▶ TASK DIRECTIONS: In the records below, find each line that holds "sandal" and return it.

*** Opening PROVIDED RECORDS ***

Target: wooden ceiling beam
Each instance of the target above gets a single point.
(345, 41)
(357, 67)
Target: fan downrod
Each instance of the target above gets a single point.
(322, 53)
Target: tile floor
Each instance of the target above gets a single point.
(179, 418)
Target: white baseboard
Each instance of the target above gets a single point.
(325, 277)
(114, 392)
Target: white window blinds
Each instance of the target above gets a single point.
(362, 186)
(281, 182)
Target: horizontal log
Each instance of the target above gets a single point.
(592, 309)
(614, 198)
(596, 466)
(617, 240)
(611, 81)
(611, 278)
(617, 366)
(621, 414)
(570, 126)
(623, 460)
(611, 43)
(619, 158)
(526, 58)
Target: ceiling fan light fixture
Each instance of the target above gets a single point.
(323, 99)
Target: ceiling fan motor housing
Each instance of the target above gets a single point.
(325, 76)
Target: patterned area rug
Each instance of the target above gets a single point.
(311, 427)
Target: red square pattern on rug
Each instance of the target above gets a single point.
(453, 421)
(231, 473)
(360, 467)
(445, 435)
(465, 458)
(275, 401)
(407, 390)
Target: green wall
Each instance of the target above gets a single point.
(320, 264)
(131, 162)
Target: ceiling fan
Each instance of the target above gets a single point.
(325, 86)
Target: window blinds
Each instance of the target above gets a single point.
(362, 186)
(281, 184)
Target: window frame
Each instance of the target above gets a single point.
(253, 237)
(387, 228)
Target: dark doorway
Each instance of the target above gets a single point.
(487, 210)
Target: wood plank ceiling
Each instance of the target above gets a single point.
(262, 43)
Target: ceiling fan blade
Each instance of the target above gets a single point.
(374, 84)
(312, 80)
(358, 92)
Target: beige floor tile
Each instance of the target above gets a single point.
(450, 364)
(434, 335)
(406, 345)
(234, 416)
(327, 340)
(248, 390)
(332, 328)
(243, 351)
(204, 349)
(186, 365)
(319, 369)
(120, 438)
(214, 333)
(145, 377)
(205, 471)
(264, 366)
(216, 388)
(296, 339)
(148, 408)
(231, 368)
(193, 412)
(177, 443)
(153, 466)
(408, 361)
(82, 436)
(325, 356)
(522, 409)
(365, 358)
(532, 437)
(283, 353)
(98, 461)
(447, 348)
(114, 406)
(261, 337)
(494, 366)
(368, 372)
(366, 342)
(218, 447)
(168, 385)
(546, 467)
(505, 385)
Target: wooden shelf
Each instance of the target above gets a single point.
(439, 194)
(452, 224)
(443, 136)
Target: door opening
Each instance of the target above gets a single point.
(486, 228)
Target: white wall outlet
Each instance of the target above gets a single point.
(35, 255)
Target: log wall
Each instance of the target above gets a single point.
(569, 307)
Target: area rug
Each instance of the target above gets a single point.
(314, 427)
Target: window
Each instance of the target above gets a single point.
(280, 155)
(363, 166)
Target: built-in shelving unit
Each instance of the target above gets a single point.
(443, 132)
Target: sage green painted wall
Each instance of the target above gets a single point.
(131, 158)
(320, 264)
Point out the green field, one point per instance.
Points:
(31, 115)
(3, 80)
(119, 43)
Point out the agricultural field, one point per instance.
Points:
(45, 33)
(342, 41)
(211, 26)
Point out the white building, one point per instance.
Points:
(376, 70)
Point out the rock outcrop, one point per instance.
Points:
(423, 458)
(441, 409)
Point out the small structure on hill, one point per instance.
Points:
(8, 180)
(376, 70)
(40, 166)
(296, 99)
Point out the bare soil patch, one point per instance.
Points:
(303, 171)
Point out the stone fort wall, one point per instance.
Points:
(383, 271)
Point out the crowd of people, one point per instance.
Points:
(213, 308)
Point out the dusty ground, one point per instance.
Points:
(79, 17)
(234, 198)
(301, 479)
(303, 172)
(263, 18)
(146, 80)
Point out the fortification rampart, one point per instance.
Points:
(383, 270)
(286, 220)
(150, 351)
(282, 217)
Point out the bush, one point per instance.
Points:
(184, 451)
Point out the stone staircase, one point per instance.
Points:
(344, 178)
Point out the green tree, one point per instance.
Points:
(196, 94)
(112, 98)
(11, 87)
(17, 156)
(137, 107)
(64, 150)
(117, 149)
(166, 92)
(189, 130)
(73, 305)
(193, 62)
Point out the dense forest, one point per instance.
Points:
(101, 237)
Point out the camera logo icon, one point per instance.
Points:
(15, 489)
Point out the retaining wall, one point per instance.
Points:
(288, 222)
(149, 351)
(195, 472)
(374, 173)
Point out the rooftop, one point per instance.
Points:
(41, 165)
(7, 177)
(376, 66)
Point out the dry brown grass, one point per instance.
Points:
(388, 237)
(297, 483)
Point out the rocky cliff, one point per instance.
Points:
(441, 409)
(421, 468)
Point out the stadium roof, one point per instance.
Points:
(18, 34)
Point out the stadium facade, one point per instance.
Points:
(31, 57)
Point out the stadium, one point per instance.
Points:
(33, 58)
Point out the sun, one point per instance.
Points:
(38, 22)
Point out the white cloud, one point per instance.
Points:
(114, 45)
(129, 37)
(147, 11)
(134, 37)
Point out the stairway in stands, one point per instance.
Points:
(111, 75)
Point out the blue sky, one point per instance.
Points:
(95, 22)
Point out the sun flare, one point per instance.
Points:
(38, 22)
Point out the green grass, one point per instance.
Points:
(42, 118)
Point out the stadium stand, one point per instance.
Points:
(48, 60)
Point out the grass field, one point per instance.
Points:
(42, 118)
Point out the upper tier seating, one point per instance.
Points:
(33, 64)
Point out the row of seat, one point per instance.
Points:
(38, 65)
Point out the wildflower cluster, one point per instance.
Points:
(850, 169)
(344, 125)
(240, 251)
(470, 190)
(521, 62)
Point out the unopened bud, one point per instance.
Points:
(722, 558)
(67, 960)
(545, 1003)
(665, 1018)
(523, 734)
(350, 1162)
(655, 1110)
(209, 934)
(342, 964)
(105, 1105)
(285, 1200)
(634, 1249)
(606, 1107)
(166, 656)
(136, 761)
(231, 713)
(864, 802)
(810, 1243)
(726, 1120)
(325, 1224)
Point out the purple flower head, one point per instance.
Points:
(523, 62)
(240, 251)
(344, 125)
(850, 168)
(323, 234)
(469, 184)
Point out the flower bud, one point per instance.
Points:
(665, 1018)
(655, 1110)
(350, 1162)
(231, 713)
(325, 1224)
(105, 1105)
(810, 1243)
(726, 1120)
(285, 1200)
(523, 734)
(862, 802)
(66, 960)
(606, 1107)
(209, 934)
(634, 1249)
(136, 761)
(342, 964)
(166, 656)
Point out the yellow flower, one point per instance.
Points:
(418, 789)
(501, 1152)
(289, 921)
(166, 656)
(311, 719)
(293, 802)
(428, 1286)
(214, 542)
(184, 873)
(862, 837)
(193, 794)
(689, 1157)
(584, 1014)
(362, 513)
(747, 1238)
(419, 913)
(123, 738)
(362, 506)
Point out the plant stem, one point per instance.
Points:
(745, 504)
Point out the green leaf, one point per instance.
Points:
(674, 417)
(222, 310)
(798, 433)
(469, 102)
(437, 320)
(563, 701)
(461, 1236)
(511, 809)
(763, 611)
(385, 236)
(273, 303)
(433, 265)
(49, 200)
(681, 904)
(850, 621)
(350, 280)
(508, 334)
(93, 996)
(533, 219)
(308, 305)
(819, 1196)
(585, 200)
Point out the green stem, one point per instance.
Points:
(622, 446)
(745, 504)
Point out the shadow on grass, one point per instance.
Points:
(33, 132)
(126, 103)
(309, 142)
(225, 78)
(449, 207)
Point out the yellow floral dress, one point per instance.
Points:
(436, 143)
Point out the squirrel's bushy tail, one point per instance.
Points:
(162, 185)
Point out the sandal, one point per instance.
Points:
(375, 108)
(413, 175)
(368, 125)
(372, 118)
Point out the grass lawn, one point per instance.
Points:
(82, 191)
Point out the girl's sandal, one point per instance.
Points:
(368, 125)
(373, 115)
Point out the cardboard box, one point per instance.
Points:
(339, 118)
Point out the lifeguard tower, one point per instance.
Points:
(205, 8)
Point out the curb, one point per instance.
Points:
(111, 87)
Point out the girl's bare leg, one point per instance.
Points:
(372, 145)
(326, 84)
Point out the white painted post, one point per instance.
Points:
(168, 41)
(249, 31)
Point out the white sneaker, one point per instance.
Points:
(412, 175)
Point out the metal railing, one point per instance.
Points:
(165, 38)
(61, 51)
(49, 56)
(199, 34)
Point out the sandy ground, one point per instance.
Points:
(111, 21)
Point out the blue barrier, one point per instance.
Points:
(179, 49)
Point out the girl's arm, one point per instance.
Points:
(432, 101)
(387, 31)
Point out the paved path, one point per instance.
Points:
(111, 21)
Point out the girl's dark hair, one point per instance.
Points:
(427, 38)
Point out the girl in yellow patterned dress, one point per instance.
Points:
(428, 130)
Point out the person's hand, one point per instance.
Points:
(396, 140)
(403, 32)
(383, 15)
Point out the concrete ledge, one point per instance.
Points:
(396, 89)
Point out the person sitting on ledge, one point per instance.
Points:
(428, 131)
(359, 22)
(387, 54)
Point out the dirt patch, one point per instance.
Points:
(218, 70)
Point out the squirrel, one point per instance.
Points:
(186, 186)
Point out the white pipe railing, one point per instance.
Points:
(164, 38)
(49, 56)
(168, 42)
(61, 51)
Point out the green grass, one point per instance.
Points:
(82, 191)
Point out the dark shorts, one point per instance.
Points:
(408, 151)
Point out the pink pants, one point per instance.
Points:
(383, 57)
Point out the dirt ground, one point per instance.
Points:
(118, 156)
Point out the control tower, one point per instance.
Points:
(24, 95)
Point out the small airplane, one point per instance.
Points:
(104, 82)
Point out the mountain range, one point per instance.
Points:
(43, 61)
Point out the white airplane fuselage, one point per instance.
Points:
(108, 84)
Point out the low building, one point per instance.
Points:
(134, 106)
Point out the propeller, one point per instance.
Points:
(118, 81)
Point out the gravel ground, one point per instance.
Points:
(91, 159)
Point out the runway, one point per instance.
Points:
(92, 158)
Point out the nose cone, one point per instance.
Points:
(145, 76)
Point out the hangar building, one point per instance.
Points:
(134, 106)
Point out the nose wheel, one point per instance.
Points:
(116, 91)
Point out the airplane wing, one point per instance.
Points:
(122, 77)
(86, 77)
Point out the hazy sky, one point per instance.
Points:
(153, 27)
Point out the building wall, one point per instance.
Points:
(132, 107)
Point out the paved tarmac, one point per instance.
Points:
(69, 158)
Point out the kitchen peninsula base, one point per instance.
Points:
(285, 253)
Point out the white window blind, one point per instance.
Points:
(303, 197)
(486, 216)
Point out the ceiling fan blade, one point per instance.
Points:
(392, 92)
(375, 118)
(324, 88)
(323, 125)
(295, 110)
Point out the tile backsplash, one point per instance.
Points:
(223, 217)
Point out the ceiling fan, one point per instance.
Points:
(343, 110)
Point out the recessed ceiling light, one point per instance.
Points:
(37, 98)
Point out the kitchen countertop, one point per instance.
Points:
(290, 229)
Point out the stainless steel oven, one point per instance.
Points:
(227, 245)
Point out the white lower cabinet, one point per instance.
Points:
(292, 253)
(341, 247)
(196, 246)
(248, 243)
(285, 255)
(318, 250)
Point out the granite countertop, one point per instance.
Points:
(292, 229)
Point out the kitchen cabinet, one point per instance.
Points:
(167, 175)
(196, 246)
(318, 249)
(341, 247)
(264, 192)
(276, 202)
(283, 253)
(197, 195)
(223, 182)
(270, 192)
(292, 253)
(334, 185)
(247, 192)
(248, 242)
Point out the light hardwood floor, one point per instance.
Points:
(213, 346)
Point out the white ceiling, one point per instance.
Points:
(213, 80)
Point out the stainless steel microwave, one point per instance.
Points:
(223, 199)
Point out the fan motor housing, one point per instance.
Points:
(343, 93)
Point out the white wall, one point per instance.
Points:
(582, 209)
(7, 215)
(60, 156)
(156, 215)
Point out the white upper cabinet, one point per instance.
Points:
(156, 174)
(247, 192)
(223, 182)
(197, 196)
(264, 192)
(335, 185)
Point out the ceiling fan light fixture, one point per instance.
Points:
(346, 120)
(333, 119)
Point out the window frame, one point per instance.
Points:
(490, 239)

*** Closing PROVIDED RECORDS ***

▶ RESPONSE BELOW:
Point out the sandal, one point per instance.
Point out the girl's sandal, one point per instance.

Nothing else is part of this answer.